● **What you will do**:
Word for word, copy the data that follows and skip its pictures.

[Text-to-region grounding data]
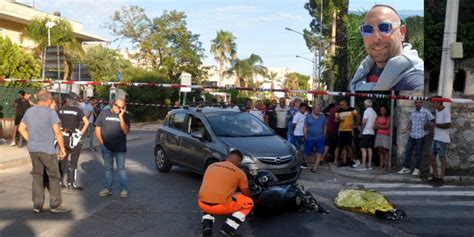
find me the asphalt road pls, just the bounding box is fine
[0,129,473,237]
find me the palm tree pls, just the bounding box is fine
[210,30,236,86]
[284,72,309,98]
[228,54,267,88]
[267,71,278,99]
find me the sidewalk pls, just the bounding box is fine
[329,163,474,184]
[0,134,141,170]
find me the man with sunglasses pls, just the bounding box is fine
[350,4,424,91]
[95,98,131,198]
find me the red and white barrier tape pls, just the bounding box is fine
[1,78,473,104]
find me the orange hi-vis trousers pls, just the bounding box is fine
[198,194,254,216]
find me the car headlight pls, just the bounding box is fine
[242,155,256,165]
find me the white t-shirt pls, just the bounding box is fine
[232,105,240,111]
[275,105,289,128]
[434,107,451,143]
[249,109,264,121]
[362,107,377,135]
[292,111,306,136]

● **Written response**:
find me the asphalt road pls, just the bounding box is fine
[0,129,473,237]
find me the palm tree pls, just the bounding box is fine
[210,30,236,86]
[284,72,309,98]
[228,54,267,88]
[267,71,278,99]
find me the sidewalk pls, just the bounding box is fine
[329,163,474,184]
[0,134,141,170]
find me the man with sunglasses pls, just the bounding box is fine
[350,4,424,91]
[95,98,131,198]
find me the red and white barrier tape pls, just the bounding box is fine
[1,78,473,104]
find me the orange hi-vis trousers pls, just the bounding box is fine
[198,194,254,216]
find me the car headlight pls, just the bounding box is fine
[242,155,256,165]
find me the white t-shirt pls, just the bounding box is fine
[232,105,240,111]
[275,105,289,128]
[434,107,451,143]
[249,109,264,121]
[362,107,377,135]
[292,111,306,136]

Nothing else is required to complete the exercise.